- **Source passage**:
++++++

While we certainly promote developing, coaching, and continually improving leaders – it is what our business is based upon! – we also have found, through years of assessing employees and studying their personalities and backgrounds, that some qualities are persistent and identifiable far before an individual is old enough to join the work force: qualities of a natural leader. If we were to record every attribute needed or beneficial to becoming a strong leader, the list would be limitless. Therefore, we chose 5 key qualities to focus on when selecting and spotlighting our 2018 Emerging Leaders: Commitment to Goals, Independence, Awareness of Own Strengths and Weaknesses, Positive Energy, and Effective Listening and Communication.

 

For our first featured student, meet Lauren Hutson! Lauren is a graduating senior at St. Pius X (SPX) High School in Atlanta, GA, currently accepted to study neuroscience at Georgia Tech next year but still awaiting answers from a few other schools – including Yale! – before making her decision. Besides being involved as a cross country runner, swim team manager, National Honor Society President, and leader of her school’s freshman assimilation program, Lauren also started her own professional photography business and her own foundation, People Not Projects, in which she has provided hundreds of refugee families with complimentary portraits.

++++++

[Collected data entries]

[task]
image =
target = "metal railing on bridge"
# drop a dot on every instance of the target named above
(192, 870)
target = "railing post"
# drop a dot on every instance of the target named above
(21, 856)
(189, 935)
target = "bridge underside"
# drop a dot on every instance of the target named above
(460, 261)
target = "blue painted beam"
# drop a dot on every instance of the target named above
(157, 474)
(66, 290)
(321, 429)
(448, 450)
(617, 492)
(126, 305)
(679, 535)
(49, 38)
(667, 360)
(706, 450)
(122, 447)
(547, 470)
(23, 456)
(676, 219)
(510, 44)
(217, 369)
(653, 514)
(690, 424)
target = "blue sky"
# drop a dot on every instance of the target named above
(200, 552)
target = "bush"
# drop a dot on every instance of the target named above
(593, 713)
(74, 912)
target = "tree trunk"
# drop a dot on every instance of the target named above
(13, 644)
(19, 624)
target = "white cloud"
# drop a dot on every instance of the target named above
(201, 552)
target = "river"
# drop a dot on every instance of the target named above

++++++

- **Your tasks**:
1) In the passage on the 2018 Emerging Leaders, why were only a few key qualities chosen to guide the selection?
2) Which qualities does the Emerging Leaders passage name as the focus for selecting and spotlighting its honorees?
3) Carry on the Emerging Leaders passage from the point where it stops.

- **Per-task answers**:
1) Recording every attribute that is needed or helpful for becoming a strong leader would produce a limitless list. So the selectors narrowed their focus to five key qualities.

2)
- Commitment to Goals
- Independence
- Awareness of Own Strengths and Weaknesses
- Positive Energy
- Effective Listening and Communication

3)
 

Read more about how Lauren not only fulfills the values of an Assessment+ Emerging Leader – which, in her own words, are “work ethic, integrity, and – most of all – humility,” – but blows them out of the water.

 

Plus, find the link to her full interview here.

 

Commitment to Goals:

 

I tend to set my goals so that I can always work toward them and never become complacent with anything less, as it incentivizes me to continue my perpetual self-improvement.

 

But while I strive for this perfection, I’ve learned to accept a sense of accomplishment and, once achieved, set a goal with an even higher bar.

 

I have set an unending goal of taking care of myself. I remain extremely conscientious about what I put in my body by eating very healthy, exercising six or more days per week, and maintaining a healthy mentality as a socially-, athletically-, and academically-applied high school student. I also have three main current goals: to live so that if anyone were to say something negative about me, no one would believe it, to finish high school with my sanity intact, and to learn how to relax.

 

Independence:

 

I transferred high schools my freshman year, and I made this decision independent of my parents. In changing schools I took on the challenge of reinventing myself to ensure a very gratifying high school experience. This new school has given me the continual opportunity to evolve from my introverted, self-isolating middle school self into a personable and compassionate friend, as well as a vigorous and dedicated student.

 

I’m very proud of myself for deciding to take this leap of faith; it was the first time that I actively sought out positive change for myself rather than settling and remaining in a place in which I knew I was unhappy.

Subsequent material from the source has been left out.